===== Supplied data
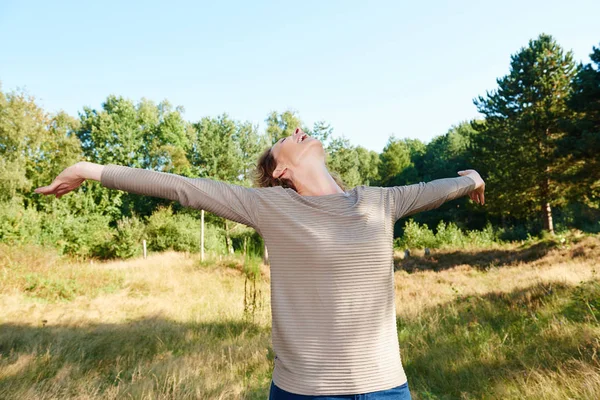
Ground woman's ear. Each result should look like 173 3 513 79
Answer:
273 165 287 179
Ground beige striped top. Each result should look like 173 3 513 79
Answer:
101 164 476 395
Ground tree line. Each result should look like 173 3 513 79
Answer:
0 34 600 257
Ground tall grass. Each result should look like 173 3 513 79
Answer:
0 230 600 400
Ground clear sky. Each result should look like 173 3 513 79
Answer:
0 0 600 152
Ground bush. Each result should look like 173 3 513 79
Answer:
101 215 146 259
394 218 499 249
0 198 41 244
146 207 226 254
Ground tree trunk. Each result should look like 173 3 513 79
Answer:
200 210 204 261
263 244 269 264
225 219 233 254
542 177 554 235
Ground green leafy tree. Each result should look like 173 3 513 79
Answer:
558 47 600 208
76 95 193 220
379 135 412 186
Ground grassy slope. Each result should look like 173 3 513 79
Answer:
0 236 600 400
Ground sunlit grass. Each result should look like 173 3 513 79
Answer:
0 236 600 400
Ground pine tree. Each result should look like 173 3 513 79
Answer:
474 34 576 233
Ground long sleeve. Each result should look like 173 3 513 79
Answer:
385 176 477 222
100 164 260 233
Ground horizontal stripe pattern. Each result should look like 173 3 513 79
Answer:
101 164 476 395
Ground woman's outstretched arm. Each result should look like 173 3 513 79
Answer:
385 169 485 221
35 161 260 232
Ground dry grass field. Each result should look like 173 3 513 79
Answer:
0 234 600 400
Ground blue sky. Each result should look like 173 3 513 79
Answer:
0 0 600 152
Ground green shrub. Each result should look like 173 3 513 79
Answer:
101 215 146 259
0 198 41 244
394 218 500 249
146 207 226 254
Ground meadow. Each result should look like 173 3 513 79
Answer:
0 231 600 400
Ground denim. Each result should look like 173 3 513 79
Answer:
269 380 412 400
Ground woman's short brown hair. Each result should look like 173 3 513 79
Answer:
252 147 346 191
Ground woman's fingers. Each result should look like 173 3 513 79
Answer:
34 179 61 194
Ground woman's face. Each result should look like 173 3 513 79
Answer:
271 128 325 179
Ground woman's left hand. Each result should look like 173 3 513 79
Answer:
458 169 485 205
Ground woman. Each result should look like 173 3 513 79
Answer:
36 129 485 400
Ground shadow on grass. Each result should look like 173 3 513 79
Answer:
0 316 273 399
398 280 600 399
394 242 556 273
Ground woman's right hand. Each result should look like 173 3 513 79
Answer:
34 162 101 199
458 169 485 205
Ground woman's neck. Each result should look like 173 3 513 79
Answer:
293 163 344 196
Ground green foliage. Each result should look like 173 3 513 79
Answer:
394 218 501 249
557 47 600 203
146 207 226 254
471 34 575 224
102 215 146 259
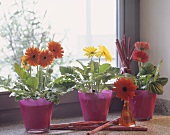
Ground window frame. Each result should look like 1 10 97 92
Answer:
0 0 140 122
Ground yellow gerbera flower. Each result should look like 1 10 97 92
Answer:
99 45 112 62
83 46 97 58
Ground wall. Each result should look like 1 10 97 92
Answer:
140 0 170 101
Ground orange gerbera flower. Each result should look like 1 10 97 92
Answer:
38 50 54 68
48 41 64 59
132 50 149 63
113 77 137 100
21 55 29 70
135 42 150 50
25 47 40 66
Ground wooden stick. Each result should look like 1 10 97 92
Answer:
51 125 147 132
87 118 119 135
50 121 108 129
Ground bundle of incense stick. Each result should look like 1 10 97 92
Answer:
116 35 135 74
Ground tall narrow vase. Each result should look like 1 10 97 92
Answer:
119 100 135 127
19 98 53 134
78 90 112 121
130 90 156 121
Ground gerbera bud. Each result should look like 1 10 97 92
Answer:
47 68 53 74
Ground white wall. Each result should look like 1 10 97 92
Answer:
140 0 170 99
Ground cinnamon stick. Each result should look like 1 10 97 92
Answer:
50 121 108 129
51 125 147 132
87 118 119 135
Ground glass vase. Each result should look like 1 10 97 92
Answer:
130 90 156 121
19 98 54 134
78 90 112 121
119 100 135 127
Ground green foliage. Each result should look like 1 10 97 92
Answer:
56 60 121 92
0 63 72 104
125 61 168 94
0 0 71 86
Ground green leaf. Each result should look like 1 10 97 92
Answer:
59 66 74 75
26 77 39 89
154 60 163 81
157 77 168 86
138 63 156 76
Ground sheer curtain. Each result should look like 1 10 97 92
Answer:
116 0 140 74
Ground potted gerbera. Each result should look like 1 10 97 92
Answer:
2 41 71 133
57 45 120 121
117 35 168 120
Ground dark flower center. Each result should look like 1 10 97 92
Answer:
122 87 127 92
32 54 36 59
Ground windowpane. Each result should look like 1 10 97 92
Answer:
0 0 116 90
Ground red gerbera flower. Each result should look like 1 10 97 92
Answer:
48 41 64 59
25 47 40 66
135 42 150 51
38 50 54 68
132 50 149 63
113 77 137 100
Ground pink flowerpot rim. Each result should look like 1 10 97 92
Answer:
19 98 53 106
78 90 113 95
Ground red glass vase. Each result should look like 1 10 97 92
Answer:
19 98 54 134
78 90 112 121
130 90 156 121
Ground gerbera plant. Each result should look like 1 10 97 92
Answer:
113 77 137 101
2 41 69 103
56 45 120 93
125 42 168 94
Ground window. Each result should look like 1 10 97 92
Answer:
0 0 116 91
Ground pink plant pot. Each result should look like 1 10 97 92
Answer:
19 98 54 134
130 90 156 121
78 90 112 121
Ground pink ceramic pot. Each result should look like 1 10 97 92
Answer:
19 98 54 134
130 90 156 121
78 90 112 121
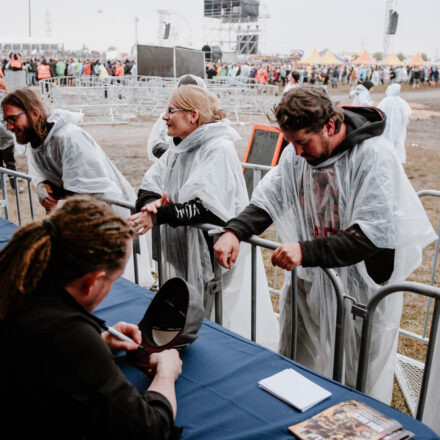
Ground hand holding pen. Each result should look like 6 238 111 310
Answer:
101 322 144 353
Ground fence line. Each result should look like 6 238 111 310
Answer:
0 164 440 390
39 76 278 125
356 281 440 420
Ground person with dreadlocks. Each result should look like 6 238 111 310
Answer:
0 195 182 439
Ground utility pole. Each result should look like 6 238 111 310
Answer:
134 17 139 45
28 0 31 38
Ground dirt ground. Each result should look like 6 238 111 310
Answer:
12 87 440 412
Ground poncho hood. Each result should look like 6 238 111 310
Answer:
35 109 81 151
385 84 400 96
332 106 386 156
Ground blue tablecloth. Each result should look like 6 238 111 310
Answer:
0 218 439 440
95 278 439 440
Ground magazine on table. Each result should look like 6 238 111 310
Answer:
289 400 414 440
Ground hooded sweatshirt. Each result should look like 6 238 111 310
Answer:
226 107 394 283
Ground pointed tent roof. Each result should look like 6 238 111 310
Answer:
321 49 343 64
408 52 426 66
298 49 322 64
351 50 376 66
382 53 403 66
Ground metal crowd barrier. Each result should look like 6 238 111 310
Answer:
0 164 440 392
39 76 278 125
0 167 34 226
395 190 440 417
153 223 347 382
354 281 440 420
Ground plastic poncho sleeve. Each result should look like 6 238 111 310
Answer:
346 137 436 281
252 137 436 279
141 129 248 221
175 140 248 221
59 126 134 201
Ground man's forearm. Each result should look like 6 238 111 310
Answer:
300 224 380 267
225 204 273 241
152 198 224 226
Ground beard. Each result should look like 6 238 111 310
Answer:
301 132 332 166
15 127 37 145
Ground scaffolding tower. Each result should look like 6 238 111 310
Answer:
203 0 270 54
383 0 398 58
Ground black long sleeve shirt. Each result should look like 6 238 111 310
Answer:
0 286 177 440
225 204 394 284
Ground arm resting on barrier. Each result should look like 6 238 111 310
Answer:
225 204 394 284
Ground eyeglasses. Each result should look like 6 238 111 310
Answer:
3 112 26 125
167 107 185 115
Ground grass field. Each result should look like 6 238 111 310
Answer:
1 86 440 413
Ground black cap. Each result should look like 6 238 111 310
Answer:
362 79 374 90
128 278 204 368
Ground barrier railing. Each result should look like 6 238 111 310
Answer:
0 164 440 388
39 76 278 125
0 167 34 226
352 281 440 420
153 223 347 382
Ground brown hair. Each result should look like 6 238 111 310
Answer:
269 86 344 133
170 85 226 127
2 87 48 143
0 195 133 320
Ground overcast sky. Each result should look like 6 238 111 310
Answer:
0 0 440 58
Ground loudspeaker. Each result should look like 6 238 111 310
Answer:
163 23 171 40
237 34 258 55
387 11 399 35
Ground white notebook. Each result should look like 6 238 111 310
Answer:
258 368 332 412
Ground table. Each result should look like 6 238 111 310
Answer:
95 278 439 440
0 218 440 440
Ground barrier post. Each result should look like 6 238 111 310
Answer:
251 244 257 342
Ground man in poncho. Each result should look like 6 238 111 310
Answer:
378 84 411 163
214 87 436 402
2 88 154 286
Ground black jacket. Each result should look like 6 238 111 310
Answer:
226 107 394 284
0 286 180 440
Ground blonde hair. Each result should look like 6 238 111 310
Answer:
170 85 226 127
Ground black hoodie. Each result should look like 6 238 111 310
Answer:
226 107 394 284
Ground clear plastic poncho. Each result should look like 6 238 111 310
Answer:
378 84 411 163
251 137 436 402
350 84 373 107
141 122 278 349
26 110 154 286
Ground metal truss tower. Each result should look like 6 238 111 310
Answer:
203 0 270 54
157 9 192 47
383 0 395 59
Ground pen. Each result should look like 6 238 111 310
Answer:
103 324 147 351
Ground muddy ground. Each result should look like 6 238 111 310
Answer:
12 87 440 412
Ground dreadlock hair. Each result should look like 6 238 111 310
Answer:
0 195 133 320
2 87 48 143
269 86 344 133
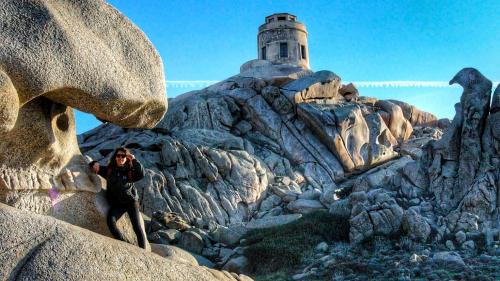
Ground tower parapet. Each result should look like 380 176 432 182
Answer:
257 13 309 69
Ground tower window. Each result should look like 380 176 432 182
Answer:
280 42 288 58
300 45 306 60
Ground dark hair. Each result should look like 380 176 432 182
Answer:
89 160 99 169
108 147 130 167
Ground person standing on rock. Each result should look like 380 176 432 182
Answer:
89 147 146 249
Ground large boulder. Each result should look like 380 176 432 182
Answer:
349 189 403 243
0 204 250 281
0 0 167 243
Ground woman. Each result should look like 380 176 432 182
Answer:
89 147 146 249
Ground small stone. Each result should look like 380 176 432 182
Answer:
445 240 455 251
462 240 476 250
432 250 465 265
410 254 422 263
178 230 205 254
455 230 467 244
222 256 249 274
314 242 328 252
156 229 181 243
292 272 311 280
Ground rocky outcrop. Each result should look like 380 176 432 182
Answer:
330 68 500 245
0 203 251 281
424 68 500 237
79 66 438 235
0 0 167 243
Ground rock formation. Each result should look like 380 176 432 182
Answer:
79 62 439 241
0 0 167 245
0 203 251 281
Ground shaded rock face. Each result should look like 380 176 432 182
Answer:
79 69 438 232
0 203 251 281
425 68 500 223
0 0 167 244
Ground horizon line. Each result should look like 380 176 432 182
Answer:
166 80 500 88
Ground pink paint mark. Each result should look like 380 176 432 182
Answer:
49 188 59 211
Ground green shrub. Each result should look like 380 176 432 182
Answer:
244 211 349 274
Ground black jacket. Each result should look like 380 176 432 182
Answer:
98 159 144 205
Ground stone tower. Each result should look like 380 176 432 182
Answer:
257 13 309 69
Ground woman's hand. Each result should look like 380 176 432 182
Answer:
90 162 100 174
127 153 135 161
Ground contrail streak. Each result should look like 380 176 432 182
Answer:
167 80 500 88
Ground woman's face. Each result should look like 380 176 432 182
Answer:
115 151 127 166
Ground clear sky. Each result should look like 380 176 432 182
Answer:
76 0 500 133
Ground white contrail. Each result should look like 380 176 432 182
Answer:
167 80 500 88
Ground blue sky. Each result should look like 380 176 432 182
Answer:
76 0 500 133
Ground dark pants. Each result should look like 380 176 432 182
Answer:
107 202 146 249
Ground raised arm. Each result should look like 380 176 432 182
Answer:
132 158 144 182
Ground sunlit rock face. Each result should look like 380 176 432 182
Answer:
79 65 437 230
0 0 167 243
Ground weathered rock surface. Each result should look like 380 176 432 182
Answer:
349 189 403 243
0 204 250 281
0 0 167 245
79 66 438 240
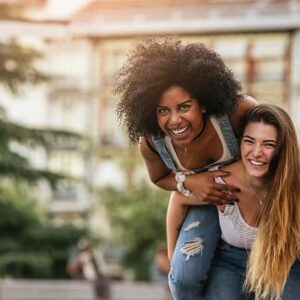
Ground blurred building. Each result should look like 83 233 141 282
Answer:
0 0 300 232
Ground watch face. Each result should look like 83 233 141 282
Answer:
175 173 186 182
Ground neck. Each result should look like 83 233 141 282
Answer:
245 173 268 191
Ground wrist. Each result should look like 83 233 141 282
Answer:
175 172 193 197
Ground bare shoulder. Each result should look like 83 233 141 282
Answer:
230 94 258 135
222 160 244 185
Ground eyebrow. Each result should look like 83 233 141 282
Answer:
157 99 192 107
243 135 277 144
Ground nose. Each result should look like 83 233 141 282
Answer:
169 112 181 127
253 144 262 157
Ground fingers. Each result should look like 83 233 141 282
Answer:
202 184 239 205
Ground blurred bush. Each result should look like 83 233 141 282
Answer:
100 183 169 281
0 185 89 278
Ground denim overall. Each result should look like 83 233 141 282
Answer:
152 115 239 300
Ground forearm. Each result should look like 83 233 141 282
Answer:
151 170 177 191
166 193 187 261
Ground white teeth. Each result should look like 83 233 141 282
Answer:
172 126 188 134
250 159 264 166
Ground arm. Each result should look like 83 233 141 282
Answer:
139 138 240 205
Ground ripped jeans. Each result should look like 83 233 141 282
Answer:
169 205 221 300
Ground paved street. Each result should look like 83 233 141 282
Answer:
0 279 171 300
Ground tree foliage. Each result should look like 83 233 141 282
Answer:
0 4 82 185
100 183 169 280
0 184 89 279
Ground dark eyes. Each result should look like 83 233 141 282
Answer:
179 104 190 111
157 107 168 115
243 138 276 149
156 104 191 115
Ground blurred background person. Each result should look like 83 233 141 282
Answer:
67 239 111 300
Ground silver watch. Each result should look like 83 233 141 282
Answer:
175 172 193 197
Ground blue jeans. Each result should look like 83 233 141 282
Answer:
204 241 300 300
169 205 220 300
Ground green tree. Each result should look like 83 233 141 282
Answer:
0 4 81 185
100 182 169 280
0 4 88 278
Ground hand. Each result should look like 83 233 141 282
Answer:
184 170 239 205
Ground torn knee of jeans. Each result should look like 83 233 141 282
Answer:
180 237 203 260
184 221 200 231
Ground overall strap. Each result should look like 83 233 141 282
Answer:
216 115 240 157
152 134 179 171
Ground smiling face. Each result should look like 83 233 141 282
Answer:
156 86 204 146
241 122 278 178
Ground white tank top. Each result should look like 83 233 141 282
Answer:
215 177 258 249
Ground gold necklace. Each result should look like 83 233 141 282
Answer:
183 117 206 165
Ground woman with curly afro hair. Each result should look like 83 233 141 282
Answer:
115 39 256 300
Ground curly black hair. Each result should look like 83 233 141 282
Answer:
114 38 241 142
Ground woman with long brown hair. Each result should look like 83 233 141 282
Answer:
205 105 300 300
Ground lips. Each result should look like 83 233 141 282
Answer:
171 125 189 136
249 159 265 167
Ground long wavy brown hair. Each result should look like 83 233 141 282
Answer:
244 105 300 299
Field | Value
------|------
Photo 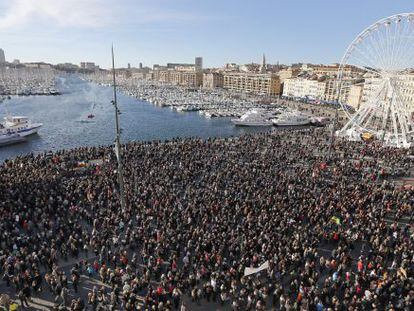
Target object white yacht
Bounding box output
[272,112,311,126]
[231,109,272,126]
[0,134,26,147]
[0,116,43,138]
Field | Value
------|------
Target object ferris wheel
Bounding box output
[337,13,414,147]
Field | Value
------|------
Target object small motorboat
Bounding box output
[0,134,26,147]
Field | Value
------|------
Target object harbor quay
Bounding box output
[84,74,345,124]
[0,128,414,310]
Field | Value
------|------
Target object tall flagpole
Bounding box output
[112,45,126,212]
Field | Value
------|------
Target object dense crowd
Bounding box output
[0,129,414,311]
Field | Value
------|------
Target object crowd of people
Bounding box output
[0,129,414,311]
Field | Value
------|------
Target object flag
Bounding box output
[331,216,341,225]
[114,144,119,161]
[244,260,269,276]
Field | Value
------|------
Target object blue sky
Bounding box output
[0,0,414,67]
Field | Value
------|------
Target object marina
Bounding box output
[0,75,274,162]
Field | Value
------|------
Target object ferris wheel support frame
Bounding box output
[336,13,414,147]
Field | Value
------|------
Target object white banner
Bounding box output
[244,260,269,276]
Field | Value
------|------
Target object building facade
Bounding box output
[0,49,6,64]
[283,78,326,100]
[203,72,224,89]
[347,84,364,110]
[152,70,203,87]
[223,73,281,96]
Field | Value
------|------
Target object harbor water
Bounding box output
[0,76,269,163]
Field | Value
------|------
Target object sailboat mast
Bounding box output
[112,46,126,211]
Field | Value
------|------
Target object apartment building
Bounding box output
[203,72,224,89]
[223,73,281,96]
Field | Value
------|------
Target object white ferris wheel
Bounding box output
[337,13,414,147]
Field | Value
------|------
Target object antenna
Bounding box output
[112,45,126,212]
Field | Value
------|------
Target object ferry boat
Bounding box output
[231,109,272,126]
[272,112,311,126]
[0,116,43,138]
[0,134,26,147]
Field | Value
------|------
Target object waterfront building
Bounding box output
[223,73,281,96]
[0,49,6,64]
[277,67,300,83]
[223,63,239,72]
[79,62,99,70]
[203,72,224,89]
[283,78,326,99]
[195,57,203,71]
[152,70,203,87]
[313,64,365,78]
[260,54,267,73]
[347,84,364,109]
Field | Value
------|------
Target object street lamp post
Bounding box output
[112,46,126,212]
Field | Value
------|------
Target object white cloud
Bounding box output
[0,0,112,30]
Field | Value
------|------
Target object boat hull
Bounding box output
[16,124,42,137]
[231,120,272,127]
[0,135,26,147]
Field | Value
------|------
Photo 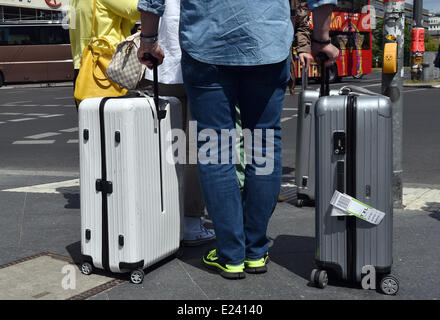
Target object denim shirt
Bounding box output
[138,0,337,66]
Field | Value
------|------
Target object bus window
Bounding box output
[333,0,369,12]
[330,31,370,50]
[0,26,69,46]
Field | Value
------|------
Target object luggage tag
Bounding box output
[330,190,385,225]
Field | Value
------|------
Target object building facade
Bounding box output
[0,0,69,24]
[428,15,440,37]
[371,0,430,29]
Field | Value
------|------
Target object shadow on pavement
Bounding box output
[269,235,315,280]
[66,241,182,280]
[429,212,440,221]
[56,187,80,209]
[282,167,295,175]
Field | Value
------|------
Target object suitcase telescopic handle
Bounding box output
[301,62,309,91]
[142,53,162,119]
[318,52,330,96]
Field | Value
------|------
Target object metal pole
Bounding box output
[382,0,405,208]
[413,0,423,27]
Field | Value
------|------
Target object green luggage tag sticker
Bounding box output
[330,190,385,225]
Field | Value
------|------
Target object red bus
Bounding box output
[295,0,374,82]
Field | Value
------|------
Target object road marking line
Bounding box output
[403,188,440,211]
[40,114,64,118]
[2,179,79,194]
[8,118,35,122]
[12,140,55,144]
[24,132,61,139]
[0,169,79,178]
[5,100,32,107]
[58,127,78,132]
[0,104,39,107]
[362,83,382,88]
[403,88,426,93]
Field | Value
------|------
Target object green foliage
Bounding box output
[425,34,440,51]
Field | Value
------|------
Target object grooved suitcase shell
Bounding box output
[315,96,393,281]
[79,97,183,272]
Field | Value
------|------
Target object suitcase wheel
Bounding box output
[310,269,328,289]
[130,269,145,284]
[380,275,399,295]
[81,262,93,276]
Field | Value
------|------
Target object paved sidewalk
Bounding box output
[0,172,440,300]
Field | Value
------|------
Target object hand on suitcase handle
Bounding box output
[142,53,159,66]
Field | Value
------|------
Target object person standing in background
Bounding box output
[138,0,339,279]
[69,0,140,108]
[434,44,440,68]
[140,0,215,246]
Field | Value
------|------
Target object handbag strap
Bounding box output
[90,0,97,41]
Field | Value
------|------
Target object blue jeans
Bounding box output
[182,52,290,265]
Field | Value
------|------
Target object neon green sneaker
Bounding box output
[244,253,269,273]
[203,249,246,279]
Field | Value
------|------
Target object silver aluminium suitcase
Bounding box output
[295,68,339,207]
[311,59,399,294]
[79,61,183,283]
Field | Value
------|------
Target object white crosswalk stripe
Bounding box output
[25,132,61,140]
[8,118,35,122]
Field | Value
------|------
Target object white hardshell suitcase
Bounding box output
[79,88,183,283]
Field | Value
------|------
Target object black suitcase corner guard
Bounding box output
[119,260,144,270]
[95,179,113,194]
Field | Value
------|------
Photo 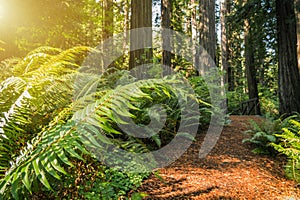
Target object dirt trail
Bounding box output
[139,116,300,200]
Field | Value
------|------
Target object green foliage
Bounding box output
[271,119,300,182]
[0,47,210,199]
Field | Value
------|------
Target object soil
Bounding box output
[138,116,300,200]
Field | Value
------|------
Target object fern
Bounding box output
[272,120,300,182]
[0,47,207,199]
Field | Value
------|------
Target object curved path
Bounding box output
[139,116,300,200]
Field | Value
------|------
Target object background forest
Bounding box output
[0,0,300,199]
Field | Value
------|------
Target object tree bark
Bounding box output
[295,0,300,72]
[220,0,234,91]
[199,0,216,61]
[161,0,172,76]
[276,0,300,115]
[244,19,261,115]
[129,0,152,69]
[102,0,114,41]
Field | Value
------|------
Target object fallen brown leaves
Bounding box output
[139,116,300,200]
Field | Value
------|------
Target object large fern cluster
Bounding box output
[272,119,300,182]
[0,47,206,199]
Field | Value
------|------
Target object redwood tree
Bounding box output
[129,0,152,69]
[276,0,300,114]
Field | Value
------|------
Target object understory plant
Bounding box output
[243,115,297,155]
[271,119,300,182]
[0,47,210,199]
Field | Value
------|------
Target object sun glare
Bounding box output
[0,4,4,19]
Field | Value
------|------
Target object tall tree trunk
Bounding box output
[220,0,234,91]
[244,19,261,115]
[199,0,216,61]
[129,0,152,72]
[295,0,300,72]
[276,0,300,114]
[161,0,172,75]
[102,0,114,40]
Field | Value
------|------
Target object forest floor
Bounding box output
[138,116,300,200]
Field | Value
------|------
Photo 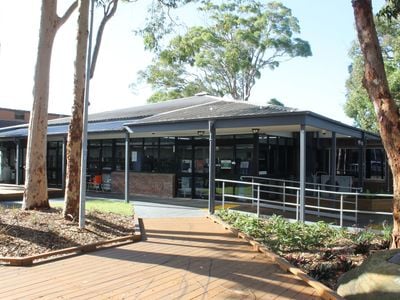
==========
Goal ▸ Give the records starting at the line that has "Ground blue sky. Each result should look like 173" and ending after the line that has "271 128 325 179" as a Markdown table with two columns, Row and Line. Number each line in Row, and leave blank lines out.

Written answer ▸
| Row | Line |
|---|---|
| 1 | Ground blue sky. Each result should look like 173 3 513 79 |
| 2 | Answer: |
| 3 | 0 0 600 152 |
| 4 | Ground green shrub. Each result should look like 173 3 513 79 |
| 5 | Answer: |
| 6 | 101 215 146 259 |
| 7 | 0 198 41 244 |
| 8 | 394 218 500 249 |
| 9 | 146 207 226 254 |
| 10 | Ground meadow. Each result should look like 173 3 513 79 |
| 11 | Answer: |
| 12 | 0 231 600 400 |
| 13 | Ground denim. Each result should look like 173 3 513 79 |
| 14 | Answer: |
| 15 | 269 380 412 400 |
| 16 | Ground woman's short brown hair. Each result should look like 173 3 513 79 |
| 17 | Answer: |
| 18 | 252 147 346 191 |
| 19 | Ground woman's fingers. Each result should look like 173 3 513 79 |
| 20 | Answer: |
| 21 | 34 179 61 194 |
| 22 | Ground woman's face. Each result should look like 173 3 513 79 |
| 23 | Answer: |
| 24 | 271 128 325 179 |